_What you will do:_
Count the lines in the data below that contain the word "tree", and reply with that number only.
+++
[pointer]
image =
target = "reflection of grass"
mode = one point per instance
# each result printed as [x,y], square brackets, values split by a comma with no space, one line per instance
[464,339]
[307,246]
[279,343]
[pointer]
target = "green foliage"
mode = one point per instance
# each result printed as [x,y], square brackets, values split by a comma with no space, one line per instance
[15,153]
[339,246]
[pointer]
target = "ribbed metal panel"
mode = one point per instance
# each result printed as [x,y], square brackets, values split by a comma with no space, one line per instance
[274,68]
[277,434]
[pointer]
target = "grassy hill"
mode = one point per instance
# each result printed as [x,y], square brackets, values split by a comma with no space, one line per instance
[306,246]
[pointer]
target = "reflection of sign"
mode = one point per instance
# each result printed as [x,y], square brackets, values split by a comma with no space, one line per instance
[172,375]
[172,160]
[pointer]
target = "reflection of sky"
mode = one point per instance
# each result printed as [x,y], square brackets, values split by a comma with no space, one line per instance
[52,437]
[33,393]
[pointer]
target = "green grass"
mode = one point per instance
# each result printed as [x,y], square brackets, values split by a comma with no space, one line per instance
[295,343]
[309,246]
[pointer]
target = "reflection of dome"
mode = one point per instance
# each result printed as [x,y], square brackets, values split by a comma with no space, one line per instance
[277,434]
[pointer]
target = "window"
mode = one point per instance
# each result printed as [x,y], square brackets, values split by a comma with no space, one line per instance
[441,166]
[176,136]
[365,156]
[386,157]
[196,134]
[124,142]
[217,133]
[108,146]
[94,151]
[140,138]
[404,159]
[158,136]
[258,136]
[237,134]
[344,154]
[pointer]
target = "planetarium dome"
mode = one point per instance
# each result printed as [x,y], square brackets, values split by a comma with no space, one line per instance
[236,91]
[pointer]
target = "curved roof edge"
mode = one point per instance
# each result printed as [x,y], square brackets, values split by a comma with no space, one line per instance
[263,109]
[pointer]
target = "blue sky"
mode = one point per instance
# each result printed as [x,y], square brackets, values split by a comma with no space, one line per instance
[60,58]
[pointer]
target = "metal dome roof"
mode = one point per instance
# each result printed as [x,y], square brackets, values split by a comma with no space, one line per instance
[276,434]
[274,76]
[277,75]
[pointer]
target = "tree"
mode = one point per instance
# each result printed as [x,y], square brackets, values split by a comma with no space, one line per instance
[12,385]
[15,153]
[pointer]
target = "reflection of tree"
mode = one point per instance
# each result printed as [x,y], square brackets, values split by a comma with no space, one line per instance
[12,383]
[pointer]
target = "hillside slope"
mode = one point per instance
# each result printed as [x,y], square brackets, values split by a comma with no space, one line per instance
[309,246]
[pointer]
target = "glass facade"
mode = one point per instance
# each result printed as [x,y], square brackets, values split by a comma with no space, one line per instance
+++
_Written response:_
2